**Prompt:**
Going through the material below, please gather all lines with the word "kitchen" in them.
BEGIN Listed records
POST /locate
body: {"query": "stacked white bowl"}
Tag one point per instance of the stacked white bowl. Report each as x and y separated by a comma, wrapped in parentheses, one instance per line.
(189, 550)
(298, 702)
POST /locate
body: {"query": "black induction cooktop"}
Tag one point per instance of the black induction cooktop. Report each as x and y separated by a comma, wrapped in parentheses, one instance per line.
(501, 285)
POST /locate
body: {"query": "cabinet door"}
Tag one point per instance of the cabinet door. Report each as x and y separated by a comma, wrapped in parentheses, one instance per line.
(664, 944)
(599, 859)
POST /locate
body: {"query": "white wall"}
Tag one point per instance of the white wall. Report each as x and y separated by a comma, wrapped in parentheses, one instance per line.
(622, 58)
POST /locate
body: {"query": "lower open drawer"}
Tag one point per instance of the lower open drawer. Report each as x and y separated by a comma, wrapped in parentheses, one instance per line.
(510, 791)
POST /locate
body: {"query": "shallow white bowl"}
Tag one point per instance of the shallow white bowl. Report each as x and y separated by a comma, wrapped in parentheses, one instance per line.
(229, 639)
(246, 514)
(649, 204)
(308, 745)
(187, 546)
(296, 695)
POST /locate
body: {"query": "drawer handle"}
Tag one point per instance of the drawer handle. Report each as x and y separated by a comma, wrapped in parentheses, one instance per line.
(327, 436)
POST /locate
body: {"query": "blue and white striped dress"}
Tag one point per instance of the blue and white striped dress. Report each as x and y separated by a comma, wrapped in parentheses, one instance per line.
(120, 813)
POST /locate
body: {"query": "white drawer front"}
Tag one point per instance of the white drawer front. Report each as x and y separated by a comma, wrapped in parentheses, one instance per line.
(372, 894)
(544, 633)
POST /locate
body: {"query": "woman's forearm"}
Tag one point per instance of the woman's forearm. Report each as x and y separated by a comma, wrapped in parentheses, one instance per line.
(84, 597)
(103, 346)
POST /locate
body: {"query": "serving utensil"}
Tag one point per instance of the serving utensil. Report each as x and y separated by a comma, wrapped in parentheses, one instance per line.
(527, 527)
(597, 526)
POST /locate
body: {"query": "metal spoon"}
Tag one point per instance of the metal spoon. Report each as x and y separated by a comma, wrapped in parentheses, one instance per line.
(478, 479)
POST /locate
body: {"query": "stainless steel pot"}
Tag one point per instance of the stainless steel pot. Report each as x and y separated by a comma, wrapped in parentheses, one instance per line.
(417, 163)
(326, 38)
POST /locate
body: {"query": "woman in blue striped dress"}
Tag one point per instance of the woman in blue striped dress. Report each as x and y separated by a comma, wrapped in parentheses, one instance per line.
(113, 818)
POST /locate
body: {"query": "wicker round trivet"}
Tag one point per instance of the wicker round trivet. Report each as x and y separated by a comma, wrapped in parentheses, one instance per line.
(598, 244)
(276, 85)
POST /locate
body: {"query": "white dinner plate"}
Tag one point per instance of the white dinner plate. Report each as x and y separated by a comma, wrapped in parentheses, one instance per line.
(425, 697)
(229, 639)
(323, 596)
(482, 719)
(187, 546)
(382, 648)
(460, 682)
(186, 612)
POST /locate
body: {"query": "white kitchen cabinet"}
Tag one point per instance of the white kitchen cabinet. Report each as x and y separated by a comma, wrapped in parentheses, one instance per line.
END Listed records
**Finished exercise:**
body: {"query": "white kitchen cabinet"}
Tag one point per instance of the white kitchen cabinet. Report each as x and y separated by a comma, wrapped in parentheses, one instance per line.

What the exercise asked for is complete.